> **Supplied records**

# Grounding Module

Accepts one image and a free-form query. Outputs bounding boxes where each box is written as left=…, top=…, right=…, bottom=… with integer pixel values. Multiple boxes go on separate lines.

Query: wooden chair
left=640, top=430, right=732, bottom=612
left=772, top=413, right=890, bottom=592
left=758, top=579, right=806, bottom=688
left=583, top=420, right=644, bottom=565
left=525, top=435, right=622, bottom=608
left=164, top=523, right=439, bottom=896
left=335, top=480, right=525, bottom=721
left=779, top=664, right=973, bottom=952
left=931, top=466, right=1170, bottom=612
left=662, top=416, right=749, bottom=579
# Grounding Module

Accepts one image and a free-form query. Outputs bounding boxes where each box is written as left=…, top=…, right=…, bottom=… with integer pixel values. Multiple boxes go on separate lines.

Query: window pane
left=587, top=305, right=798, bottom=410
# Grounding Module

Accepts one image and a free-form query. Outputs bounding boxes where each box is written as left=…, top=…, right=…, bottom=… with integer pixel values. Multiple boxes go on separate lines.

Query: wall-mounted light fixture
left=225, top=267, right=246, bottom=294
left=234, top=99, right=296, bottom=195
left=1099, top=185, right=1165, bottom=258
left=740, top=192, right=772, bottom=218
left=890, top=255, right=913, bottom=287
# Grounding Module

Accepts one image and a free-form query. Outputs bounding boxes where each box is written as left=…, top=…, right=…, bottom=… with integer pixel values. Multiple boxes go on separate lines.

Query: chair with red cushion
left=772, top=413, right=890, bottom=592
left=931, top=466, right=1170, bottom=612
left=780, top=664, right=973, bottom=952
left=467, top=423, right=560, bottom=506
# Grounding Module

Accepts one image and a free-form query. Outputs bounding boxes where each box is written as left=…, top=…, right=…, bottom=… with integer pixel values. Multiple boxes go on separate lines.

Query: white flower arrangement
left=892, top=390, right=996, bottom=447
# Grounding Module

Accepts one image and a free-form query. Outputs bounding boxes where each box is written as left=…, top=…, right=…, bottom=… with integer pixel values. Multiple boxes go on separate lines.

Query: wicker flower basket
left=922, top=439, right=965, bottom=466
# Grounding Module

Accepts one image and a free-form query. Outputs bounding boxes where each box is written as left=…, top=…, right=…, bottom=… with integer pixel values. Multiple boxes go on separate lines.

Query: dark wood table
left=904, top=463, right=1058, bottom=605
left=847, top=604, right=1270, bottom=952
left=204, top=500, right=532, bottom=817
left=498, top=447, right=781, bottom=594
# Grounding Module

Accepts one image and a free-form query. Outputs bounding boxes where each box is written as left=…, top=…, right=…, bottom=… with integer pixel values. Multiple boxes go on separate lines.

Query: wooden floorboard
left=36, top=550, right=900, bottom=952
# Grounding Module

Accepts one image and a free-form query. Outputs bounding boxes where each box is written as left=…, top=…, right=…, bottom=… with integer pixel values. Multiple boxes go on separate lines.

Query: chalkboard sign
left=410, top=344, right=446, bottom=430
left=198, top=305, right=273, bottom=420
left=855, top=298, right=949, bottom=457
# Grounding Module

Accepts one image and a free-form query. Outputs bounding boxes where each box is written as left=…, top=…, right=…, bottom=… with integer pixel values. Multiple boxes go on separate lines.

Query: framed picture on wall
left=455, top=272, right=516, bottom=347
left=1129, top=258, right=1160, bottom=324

> **Objective**
Reproduce every line from the start of the lines through the line with "left=662, top=416, right=749, bottom=579", leaving none out, and shift each bounding-box coordinate in the answers by -104.

> **Full solution**
# Grounding Module

Accepts one image and a free-form query. Outputs bounding boxes where each box is written as left=…, top=…, right=…, bottom=… with integer pixel values. Multiple boxes go on separate lines.

Query: wooden chair
left=536, top=326, right=628, bottom=508
left=668, top=309, right=786, bottom=488
left=654, top=475, right=702, bottom=584
left=479, top=316, right=540, bottom=461
left=421, top=331, right=518, bottom=504
left=60, top=419, right=335, bottom=792
left=231, top=376, right=421, bottom=617
left=675, top=560, right=869, bottom=848
left=827, top=362, right=1066, bottom=508
left=558, top=312, right=645, bottom=475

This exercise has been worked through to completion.